Collection entries:
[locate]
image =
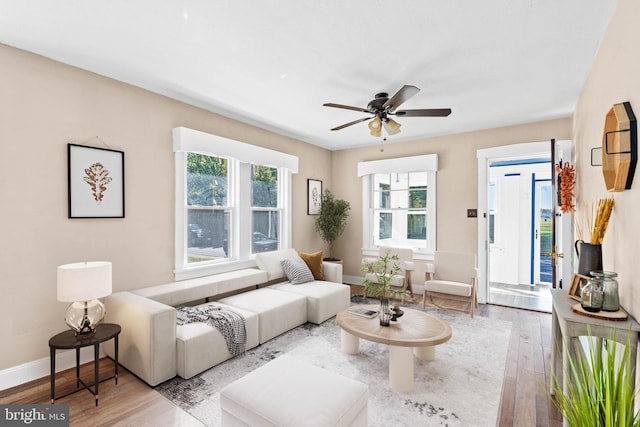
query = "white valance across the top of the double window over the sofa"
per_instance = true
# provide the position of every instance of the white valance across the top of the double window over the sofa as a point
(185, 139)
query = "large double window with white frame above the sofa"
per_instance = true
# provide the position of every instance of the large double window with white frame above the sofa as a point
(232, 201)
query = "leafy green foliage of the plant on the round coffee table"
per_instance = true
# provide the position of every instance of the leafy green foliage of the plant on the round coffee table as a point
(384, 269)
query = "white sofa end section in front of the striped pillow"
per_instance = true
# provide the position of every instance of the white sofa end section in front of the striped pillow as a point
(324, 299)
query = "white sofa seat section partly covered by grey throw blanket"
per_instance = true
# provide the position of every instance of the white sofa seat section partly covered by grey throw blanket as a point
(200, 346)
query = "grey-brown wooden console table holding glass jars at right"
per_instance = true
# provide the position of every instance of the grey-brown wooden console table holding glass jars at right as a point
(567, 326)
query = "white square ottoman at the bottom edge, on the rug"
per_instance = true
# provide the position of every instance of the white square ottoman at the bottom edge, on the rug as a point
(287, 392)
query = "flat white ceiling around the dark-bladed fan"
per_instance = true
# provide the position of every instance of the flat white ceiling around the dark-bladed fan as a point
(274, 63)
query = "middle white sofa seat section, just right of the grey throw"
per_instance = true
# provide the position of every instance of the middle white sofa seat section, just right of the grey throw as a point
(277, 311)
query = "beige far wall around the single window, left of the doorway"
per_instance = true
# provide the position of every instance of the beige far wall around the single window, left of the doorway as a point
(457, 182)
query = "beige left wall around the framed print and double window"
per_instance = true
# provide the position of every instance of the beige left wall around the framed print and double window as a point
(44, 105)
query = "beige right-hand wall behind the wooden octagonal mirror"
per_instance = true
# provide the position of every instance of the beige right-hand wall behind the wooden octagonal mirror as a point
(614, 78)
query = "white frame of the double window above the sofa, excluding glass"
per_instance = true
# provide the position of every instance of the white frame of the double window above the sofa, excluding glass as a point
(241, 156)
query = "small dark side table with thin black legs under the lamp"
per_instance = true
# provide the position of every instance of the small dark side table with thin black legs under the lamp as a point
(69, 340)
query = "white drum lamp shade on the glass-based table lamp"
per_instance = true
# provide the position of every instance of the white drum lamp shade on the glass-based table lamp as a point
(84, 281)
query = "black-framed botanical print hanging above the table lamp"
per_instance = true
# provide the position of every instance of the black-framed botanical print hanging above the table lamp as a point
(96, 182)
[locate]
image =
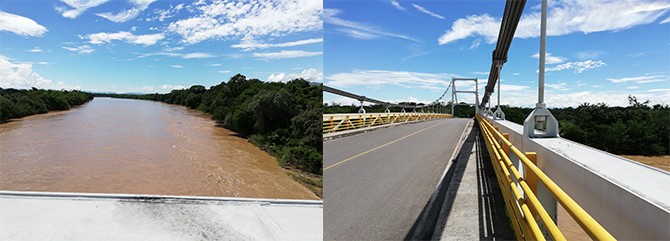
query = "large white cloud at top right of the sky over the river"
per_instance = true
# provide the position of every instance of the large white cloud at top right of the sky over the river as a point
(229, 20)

§ What to do
Give back the full data exactly as it reads, but drop the pictures.

§ Answer to this task
[locate]
image =
query = "white valance across the top of the double window over the sofa"
per_instance = true
# provide the position of every instance of the white valance across the top of the double window over the sofa as a point
(185, 139)
query = "large double window with white frame above the sofa"
per_instance = true
# provide the position of every instance of the large double window with white frame above the sofa as a point
(232, 201)
query = "leafy green foliage of the plant on the round coffee table"
per_instance = true
# provide the position of every instance of the leafy green foliage of the plant on the round coffee table as a point
(384, 269)
query = "white sofa end section in front of the striped pillow"
per_instance = true
# provide the position of every instance of the white sofa end section in front of the striped pillow as a point
(324, 299)
query = "white sofa seat section partly covered by grey throw blanket"
per_instance = true
# provide the position of every instance of the white sofa seat section partly covered by grey throw blanket as a point
(200, 346)
query = "grey-brown wooden console table holding glass jars at right"
per_instance = true
# provide the position of every instance of the grey-brown wooden console table holding glass jars at right as a point
(567, 326)
query = "white square ottoman at the bottom edge, on the rug"
per_instance = true
# provide the position of every instance of the white square ottoman at the bottom edge, on the rug as a point
(287, 392)
query = "flat white ceiling around the dark-bladed fan"
per_instance = true
# provide the position of every instance of the flat white ceiling around the dark-bladed fan as a point
(274, 63)
query = "middle white sofa seat section, just right of the grey throw"
per_instance = true
# provide the position of every instance of the middle white sofa seat section, just right of the grey throw as a point
(277, 311)
query = "beige far wall around the single window, left of the doorway"
per_instance = true
# provide the position of every instance of the beige far wall around the single window, left of the doorway as a point
(457, 182)
query = "beige left wall around the framed print and double window"
per_instance = true
# provide the position of every instance of the beige left wall around the framed print and double window as a point
(44, 105)
query = "beige right-hand wall behind the wooden octagonal mirror"
per_instance = true
# provide the position of every instance of the beige right-hand wall behind the wooden octagonal mirror as a point
(614, 78)
query = "white frame of the double window above the sofa, excluding glass"
per_instance = true
# provide the position of every instance of the white frame of the double window above the sofa, excluding glass as a point
(241, 156)
query = "small dark side table with thin black legs under the lamp"
per_instance = true
# provide the position of every instance of the small dark side table with thin black legs under the lamp as a point
(69, 340)
query = "white drum lamp shade on the glass-based table lamp"
per_instance = true
# provide the position of every instance of the white drum lamp shade on the glass-based table lamp as a point
(84, 281)
query = "black-framed botanical print hanging above the table lamp"
per_instance = true
# provide the position of every instance of the black-framed botanical print hanging above the table lamp as a point
(96, 182)
[locate]
image =
query = "large white cloud at top right of the sky over the river"
per_instance = true
# provide the position of every instance of the large white cloud at top right of the sky over the river as a point
(229, 20)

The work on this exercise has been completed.